## [Consigne]
Rédigez la suite de la critique consacrée à Comte Zéro en reprenant juste après sa dernière phrase.

Une ascension difficile, mais quel beau panorama au sommet !

Les livres de William Gibson sont des sommets montagneux : ils culminent vers un point de convergence qui se trouve quelques pages avant la fin, mais une fois refermé, le lecteur peut entamer par lui-même la redescente et réfléchir à ce qu'il a lu.

Comme bien des sommets, Comte Zéro est difficile au début et plus gratifiant à la fin. Ne nous voilons pas la face : le début est déroutant, et découragera des lecteurs bien disposés. Les situations de départ qui enclenchent les trois intrigues qu'il faudra suivre en simultané ressemblent à des clichés de film d'action :

- Turner, un gros bras qui doit organiser l'exfiltration d'un savant au gré d'une guerre entre deux conglomérats, Mass et Hosaka (Au passage, Turner est un des rares héros dont l'introduction commence par son éparpillement en petits morceaux et sa reconstitution biotech). Il bosse pour un certain Conroy, avec qui il est en rivalité.

- Marly, ancienne directrice de galerie qui enquête sur des oeuvres d'art dont l'auteur est inconnu, pour le compte d'un multimilliardaire, Virek (dont le corps est condamné à être conservé dans une cuve).

- Bobby Newmarsh, alias Comte Zéro, un gamin d'une banlieue pourrie du New Jersey qui passe à côté de la mort après qu'on lui ait refilé à son insu un programme militaire.

## [Entrées fournies]
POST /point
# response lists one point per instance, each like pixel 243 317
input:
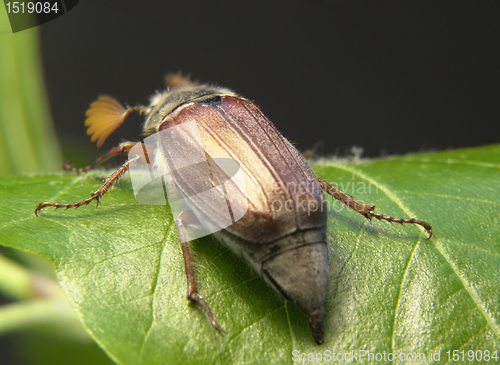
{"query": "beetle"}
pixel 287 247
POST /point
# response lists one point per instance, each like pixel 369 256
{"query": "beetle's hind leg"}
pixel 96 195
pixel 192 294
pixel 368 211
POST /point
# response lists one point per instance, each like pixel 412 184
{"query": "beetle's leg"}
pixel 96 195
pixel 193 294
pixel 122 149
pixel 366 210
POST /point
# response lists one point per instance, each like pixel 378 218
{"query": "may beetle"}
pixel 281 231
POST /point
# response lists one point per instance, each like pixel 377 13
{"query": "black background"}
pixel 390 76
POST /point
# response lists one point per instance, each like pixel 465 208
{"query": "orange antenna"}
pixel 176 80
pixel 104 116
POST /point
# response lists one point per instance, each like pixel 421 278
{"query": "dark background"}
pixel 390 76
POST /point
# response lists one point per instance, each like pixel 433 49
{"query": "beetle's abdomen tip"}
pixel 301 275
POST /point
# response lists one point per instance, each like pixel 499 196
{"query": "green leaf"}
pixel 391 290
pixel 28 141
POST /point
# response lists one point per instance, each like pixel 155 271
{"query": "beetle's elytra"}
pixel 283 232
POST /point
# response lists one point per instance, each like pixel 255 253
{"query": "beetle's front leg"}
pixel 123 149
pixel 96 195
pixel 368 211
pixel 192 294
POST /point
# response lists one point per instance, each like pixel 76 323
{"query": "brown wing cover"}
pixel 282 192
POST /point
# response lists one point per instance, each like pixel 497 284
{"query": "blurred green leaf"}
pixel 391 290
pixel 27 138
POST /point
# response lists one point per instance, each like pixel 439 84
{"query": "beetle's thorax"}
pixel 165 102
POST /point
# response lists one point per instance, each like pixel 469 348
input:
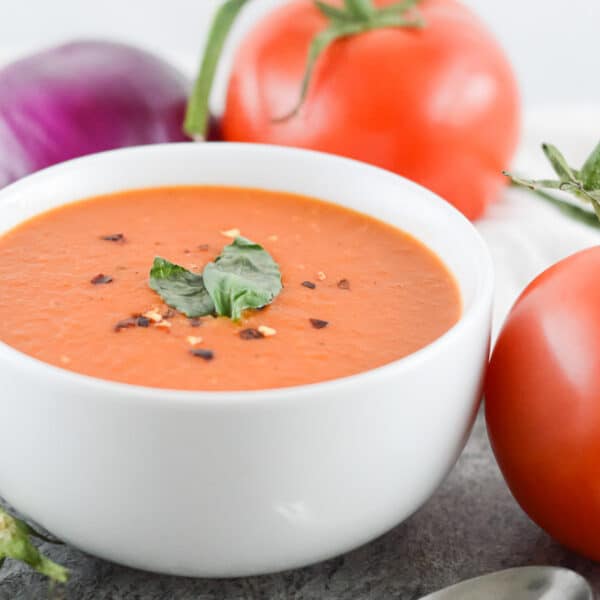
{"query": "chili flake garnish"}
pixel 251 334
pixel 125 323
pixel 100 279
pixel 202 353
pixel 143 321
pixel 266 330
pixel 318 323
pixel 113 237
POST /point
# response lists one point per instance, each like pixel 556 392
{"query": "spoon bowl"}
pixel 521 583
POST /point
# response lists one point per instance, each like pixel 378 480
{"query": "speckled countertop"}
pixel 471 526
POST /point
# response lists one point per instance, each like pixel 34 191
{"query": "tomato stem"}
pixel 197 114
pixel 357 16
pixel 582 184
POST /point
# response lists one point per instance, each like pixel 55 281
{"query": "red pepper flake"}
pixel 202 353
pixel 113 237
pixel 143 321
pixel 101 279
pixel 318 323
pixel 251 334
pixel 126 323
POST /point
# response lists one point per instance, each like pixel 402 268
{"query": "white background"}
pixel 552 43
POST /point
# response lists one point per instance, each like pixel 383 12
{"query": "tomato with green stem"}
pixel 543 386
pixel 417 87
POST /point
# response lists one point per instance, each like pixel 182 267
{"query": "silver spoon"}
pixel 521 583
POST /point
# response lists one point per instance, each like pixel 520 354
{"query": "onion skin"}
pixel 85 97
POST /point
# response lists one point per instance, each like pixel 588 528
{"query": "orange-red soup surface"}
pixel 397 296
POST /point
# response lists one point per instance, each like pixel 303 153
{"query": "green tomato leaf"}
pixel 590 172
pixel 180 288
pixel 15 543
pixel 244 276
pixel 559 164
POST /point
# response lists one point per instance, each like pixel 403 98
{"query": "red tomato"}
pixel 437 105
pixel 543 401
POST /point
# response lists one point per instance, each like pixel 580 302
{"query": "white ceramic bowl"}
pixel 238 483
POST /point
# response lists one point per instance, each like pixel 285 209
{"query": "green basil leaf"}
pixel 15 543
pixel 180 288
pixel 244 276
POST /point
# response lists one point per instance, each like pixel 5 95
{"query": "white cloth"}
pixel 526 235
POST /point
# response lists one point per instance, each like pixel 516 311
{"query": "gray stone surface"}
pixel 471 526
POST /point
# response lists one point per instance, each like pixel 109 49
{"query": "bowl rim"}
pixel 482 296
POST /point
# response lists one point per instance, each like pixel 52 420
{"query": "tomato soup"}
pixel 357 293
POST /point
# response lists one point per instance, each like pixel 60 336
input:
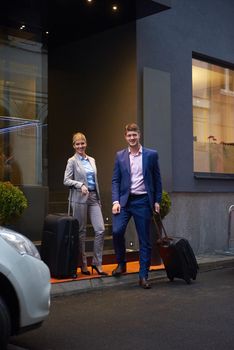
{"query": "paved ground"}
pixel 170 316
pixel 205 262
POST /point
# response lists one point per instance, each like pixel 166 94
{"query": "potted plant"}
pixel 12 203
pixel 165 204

## [Réponse]
Ces trois intrigues vont très progressivement converger jusqu'à un dénouement final empreint de violence cybernétique épique. L'intrigue est complexe : comme dans Neuromancien, les tenants et aboutissants n'apparaissent que peu à peu, et sitôt fini, on a envie de reprendre le livre pour chercher la réponse à toutes les questions que l'on a été amené à se poser en cours de route. C'est très construit.

Aujourd'hui beaucoup de situations ressemblent à des clichés, notamment dans la partie dédiée au mercenaire, Turner. Mais avant de crier au déjà vu, il faut regarder la date : nous sommes en 1986, et Masamune Shirow n'en est qu'à ses débuts.

Parmi les gros points forts de Gibson, à mon sens :

- Un univers qui va en s'enrichissant constamment, avec un sens de l'évolution et du vieillissement : on revient sur certains lieux de Neuromancien, et notamment le passage dans les débris de Zonelibre est une belle apothéose contemplative. De même, la matrice a changé depuis Neuromancien, et l'on croise à plusieurs reprises d'anciens hackers nostalgiques. C'est très savoureux.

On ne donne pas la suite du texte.